**Reading passage:**
──────────
[jira] Created: (ABDERA-251) Charset issue in FOMDiv.getInternalValue() leads to corrupt return value on non-ASCII platforms

View: New views
2 Messages — Rating Filter:   Alert me  

[jira] Created: (ABDERA-251) Charset issue in FOMDiv.getInternalValue() leads to corrupt return value on non-ASCII platforms

by JIRA jira@apache.org :: Rate this Message:

Reply to Author | View Threaded | Show Only this Message

Charset issue in FOMDiv.getInternalValue() leads to corrupt return value on non-ASCII platforms
-----------------------------------------------------------------------------------------------

                 Key: ABDERA-251
                 URL: https://issues.apache.org/jira/browse/ABDERA-251
             Project: Abdera
          Issue Type: Bug
    Affects Versions: 0.4.0, 1.0
         Environment: z/OS
            Reporter: Robin Fernandes


In org.apache.abdera.parser.stax.FOMDiv.getInternalValue(), the content of the div is obtained as a byte array using an XMLStreamWriter.
──────────
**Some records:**
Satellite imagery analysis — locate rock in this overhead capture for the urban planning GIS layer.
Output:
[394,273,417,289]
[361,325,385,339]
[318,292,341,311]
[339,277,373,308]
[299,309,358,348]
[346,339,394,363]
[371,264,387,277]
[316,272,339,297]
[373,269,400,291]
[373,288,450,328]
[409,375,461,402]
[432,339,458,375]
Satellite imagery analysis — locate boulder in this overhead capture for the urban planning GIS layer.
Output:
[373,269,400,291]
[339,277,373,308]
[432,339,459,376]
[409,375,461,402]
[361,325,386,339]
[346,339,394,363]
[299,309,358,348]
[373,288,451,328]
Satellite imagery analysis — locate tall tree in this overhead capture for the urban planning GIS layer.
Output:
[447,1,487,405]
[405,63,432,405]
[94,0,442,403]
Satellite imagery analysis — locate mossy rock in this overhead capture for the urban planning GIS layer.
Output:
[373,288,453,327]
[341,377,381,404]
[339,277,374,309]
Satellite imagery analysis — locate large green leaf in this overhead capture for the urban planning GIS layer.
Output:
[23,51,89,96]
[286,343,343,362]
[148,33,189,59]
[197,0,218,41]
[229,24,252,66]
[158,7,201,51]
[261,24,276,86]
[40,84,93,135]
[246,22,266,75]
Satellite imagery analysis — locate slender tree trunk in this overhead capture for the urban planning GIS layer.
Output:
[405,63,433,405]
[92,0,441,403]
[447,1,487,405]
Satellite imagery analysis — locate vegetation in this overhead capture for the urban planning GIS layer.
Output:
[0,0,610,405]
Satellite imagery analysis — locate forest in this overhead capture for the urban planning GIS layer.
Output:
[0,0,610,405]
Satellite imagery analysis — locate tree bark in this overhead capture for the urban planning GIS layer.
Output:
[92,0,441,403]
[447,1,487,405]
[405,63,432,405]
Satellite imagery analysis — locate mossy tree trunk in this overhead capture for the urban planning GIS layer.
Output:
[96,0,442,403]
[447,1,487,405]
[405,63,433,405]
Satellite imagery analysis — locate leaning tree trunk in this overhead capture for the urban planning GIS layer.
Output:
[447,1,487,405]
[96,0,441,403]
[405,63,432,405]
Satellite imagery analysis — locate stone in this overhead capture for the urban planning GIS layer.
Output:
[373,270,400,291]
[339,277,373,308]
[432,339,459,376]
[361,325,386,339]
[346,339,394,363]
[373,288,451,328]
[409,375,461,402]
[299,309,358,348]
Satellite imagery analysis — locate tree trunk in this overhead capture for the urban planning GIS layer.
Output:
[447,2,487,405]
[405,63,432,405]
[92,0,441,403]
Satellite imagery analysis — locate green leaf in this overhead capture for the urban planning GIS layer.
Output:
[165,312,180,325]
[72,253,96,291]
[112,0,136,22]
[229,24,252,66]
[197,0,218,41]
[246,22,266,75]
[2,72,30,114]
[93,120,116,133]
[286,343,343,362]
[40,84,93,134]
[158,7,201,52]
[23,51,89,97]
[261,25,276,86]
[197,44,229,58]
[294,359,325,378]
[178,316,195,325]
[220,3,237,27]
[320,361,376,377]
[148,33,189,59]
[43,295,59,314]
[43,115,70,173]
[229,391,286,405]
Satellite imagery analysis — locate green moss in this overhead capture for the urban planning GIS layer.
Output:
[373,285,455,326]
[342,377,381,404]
──────────
**Work to complete:**
**a)** From the Abdera bug report above the entries, copy the passage starting with "Key: ABDERA-251" and going on through "using an XMLStreamWriter.".
**b)** Using the Abdera bug report, decide whether each statement agrees with it. Answer yes or no for each, and quote the words from the bug report that decide it.
(i) The issue is filed as a bug.
(ii) Version 0.4.0 is among the affected versions.
(iii) The environment given is Windows.
**c)** Proceed with the Abdera bug report, starting right after its final sentence.

**Outputs:**
**a)**
Key: ABDERA-251
                 URL: https://issues.apache.org/jira/browse/ABDERA-251
             Project: Abdera
          Issue Type: Bug
    Affects Versions: 0.4.0, 1.0
         Environment: z/OS
            Reporter: Robin Fernandes


In org.apache.abdera.parser.stax.FOMDiv.getInternalValue(), the content of the div is obtained as a byte array using an XMLStreamWriter.

**b)**
(i) Yes: "Issue Type: Bug"
(ii) Yes: "Affects Versions: 0.4.0, 1.0"
(iii) No: "Environment: z/OS"

**c)**
The content of the byte array is then converted to String using the default platform encoding (using ByteArrayOutputStream.toString()), which may not be compatible with the encoding used by the XMLStreamWriter.

A scenario in which this is problematic is if the XMLStreamWriter uses UTF8 (which is the default behaviour), but FOMDiv.getInternalValue() is invoked on z/OS where the platform encoding is a flavour EBCDIC. In this situation, the method returns garbage.

Here's a suggested patch which ensures the XMLStreamWriter writes directly to a StringWriter, so no 'bytes to String' conversion is required in FOMDiv, and therefore no transcoding issues arise. The patch also remove seemingly unnecessary calls to XMLStreamWriter.writeStartElement() and XMLStreamWriter.writeEndElement().

Index: parser/src/main/java/org/apache/abdera/parser/stax/FOMDiv.java
===================================================================
--- parser/src/main/java/org/apache/abdera/parser/stax/FOMDiv.java (revision 834082)
+++ parser/src/main/java/org/apache/abdera/parser/stax/FOMDiv.java (working copy)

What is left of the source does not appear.